WHAT IS EXPECTED:
Reproduce each line below with no alterations.
(Beginning of MATERIAL PROVIDED)
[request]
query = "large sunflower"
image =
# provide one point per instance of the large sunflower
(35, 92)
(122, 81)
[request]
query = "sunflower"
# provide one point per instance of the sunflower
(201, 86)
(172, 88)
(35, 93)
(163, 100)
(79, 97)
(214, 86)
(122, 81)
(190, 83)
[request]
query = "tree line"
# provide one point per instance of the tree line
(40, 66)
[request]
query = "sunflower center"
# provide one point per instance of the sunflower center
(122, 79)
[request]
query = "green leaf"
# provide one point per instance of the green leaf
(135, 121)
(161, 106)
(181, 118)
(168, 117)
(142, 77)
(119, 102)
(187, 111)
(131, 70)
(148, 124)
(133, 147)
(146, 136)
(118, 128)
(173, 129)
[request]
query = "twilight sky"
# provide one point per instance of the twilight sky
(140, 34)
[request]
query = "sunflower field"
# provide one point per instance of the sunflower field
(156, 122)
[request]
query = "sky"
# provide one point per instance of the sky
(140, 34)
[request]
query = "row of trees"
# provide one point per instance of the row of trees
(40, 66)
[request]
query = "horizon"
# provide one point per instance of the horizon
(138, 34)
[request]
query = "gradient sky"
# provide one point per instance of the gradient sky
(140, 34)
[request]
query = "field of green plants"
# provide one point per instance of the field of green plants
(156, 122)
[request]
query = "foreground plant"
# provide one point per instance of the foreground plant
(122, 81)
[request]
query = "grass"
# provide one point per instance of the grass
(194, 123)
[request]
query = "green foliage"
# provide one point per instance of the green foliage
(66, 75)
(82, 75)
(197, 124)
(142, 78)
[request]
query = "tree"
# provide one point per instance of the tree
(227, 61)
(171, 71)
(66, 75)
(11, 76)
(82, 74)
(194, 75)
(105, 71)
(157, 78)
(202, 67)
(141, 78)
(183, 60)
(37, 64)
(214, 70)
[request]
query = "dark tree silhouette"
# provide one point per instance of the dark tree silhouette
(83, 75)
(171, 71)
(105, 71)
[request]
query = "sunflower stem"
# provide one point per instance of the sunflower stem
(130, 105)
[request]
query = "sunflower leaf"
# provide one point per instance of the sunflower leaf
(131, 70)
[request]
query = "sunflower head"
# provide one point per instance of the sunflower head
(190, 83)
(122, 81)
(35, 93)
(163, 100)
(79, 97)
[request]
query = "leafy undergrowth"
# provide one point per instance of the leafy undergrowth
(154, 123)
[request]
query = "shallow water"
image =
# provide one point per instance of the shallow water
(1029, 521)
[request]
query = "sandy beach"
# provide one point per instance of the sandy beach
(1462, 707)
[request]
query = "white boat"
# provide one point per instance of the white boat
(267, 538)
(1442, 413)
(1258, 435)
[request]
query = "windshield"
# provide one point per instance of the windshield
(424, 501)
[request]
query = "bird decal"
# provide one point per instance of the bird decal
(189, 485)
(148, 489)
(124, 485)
(End of MATERIAL PROVIDED)
RESULT BELOW:
[request]
query = "large sunflower"
image =
# provide one point per instance of the large sunflower
(35, 92)
(122, 81)
[request]
query = "sunflower"
# provide one point per instance of the sunflower
(201, 86)
(172, 88)
(35, 93)
(163, 100)
(79, 97)
(214, 86)
(122, 81)
(190, 83)
[request]
query = "tree line"
# provide one point per instance of the tree line
(40, 66)
[request]
query = "sunflower center"
# provide one point per instance of the sunflower center
(122, 79)
[request]
query = "green leaf"
# provide one point per instance of the green leaf
(135, 121)
(161, 106)
(181, 118)
(168, 117)
(142, 77)
(119, 102)
(187, 111)
(131, 70)
(148, 124)
(133, 147)
(146, 136)
(118, 128)
(173, 129)
[request]
query = "twilight sky"
# provide one point per instance of the twilight sky
(140, 34)
[request]
query = "sunflower field"
# provide one point per instance of the sunflower field
(156, 122)
[request]
query = "sky"
# provide one point per instance of the sky
(140, 34)
[request]
query = "row of trees"
# provide one point per instance of the row of trees
(40, 66)
[request]
query = "horizon"
# provide one point per instance of the horizon
(138, 34)
[request]
query = "gradient sky"
# provide one point per instance of the gradient sky
(140, 34)
[request]
query = "field of green plants"
# provide one point per instance of the field of green plants
(156, 122)
[request]
query = "foreground plant"
# provide one point per instance of the foreground plant
(122, 81)
[request]
query = "grass"
# provide one point per instance of the grass
(194, 123)
[request]
query = "green foliage"
# provide one point per instance of the green foliage
(66, 75)
(82, 75)
(197, 124)
(142, 78)
[request]
query = "tree"
# provide one point per instance of the tree
(227, 61)
(171, 71)
(66, 75)
(11, 76)
(82, 74)
(194, 75)
(105, 71)
(157, 78)
(202, 67)
(141, 78)
(183, 60)
(37, 64)
(214, 70)
[request]
query = "dark tree silhouette"
# provide one point per instance of the dark tree silhouette
(83, 75)
(171, 71)
(105, 71)
[request]
query = "sunflower stem"
# provide one point per instance of the sunflower stem
(130, 105)
[request]
query = "sunflower leaf"
# provide one point per instance of the sunflower leaf
(131, 70)
[request]
query = "sunflower head"
# provide one point per instance of the sunflower head
(190, 83)
(122, 81)
(35, 93)
(163, 100)
(79, 97)
[request]
query = "leafy undergrowth"
# provide one point per instance of the leafy undergrowth
(154, 123)
[request]
query = "shallow water"
image =
# provide one point per instance of the shallow water
(1029, 521)
[request]
query = "sandy beach"
# provide one point per instance of the sandy beach
(1462, 707)
[request]
query = "white boat"
# provide one point per instance of the white boat
(267, 538)
(1442, 413)
(1258, 435)
[request]
query = "windshield"
# provide one point per instance of the windshield
(424, 501)
[request]
query = "bird decal"
# provide one point per instance of the bird decal
(189, 485)
(148, 489)
(124, 485)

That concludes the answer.